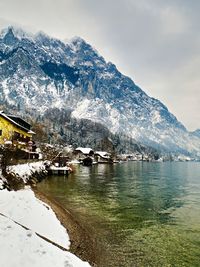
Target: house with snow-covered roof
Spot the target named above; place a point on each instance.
(82, 152)
(102, 157)
(14, 130)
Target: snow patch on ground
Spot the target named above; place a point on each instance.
(27, 169)
(21, 247)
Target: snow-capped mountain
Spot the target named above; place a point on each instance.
(196, 133)
(38, 72)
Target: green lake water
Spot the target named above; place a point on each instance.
(140, 213)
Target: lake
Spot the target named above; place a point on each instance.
(140, 213)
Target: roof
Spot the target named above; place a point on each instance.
(17, 121)
(84, 150)
(102, 154)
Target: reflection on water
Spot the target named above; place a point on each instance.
(144, 214)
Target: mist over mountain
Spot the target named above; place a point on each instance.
(38, 73)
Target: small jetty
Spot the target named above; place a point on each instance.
(58, 170)
(59, 166)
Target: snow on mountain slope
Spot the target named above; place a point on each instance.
(38, 72)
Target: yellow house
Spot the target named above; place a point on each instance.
(14, 130)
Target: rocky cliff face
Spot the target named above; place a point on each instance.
(38, 72)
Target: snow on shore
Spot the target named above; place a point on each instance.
(21, 247)
(25, 170)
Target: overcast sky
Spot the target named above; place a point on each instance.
(155, 42)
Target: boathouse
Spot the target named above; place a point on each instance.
(14, 130)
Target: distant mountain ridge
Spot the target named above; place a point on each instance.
(38, 72)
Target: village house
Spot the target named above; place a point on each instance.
(14, 130)
(102, 157)
(83, 152)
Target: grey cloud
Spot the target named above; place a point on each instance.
(155, 42)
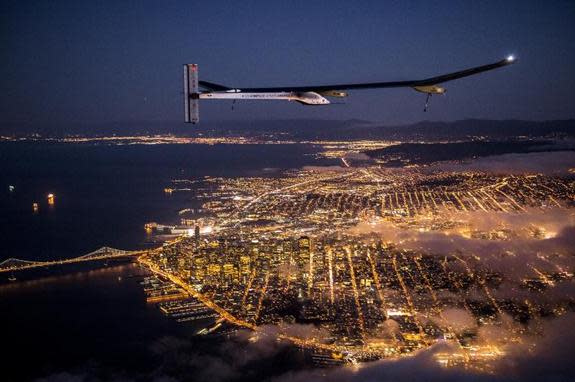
◇ ◇ ◇ ◇ ◇
• Task details: Pull every line containing the string "lake" out of the data above and copy it.

• Task result:
Target: green lake water
Target: lake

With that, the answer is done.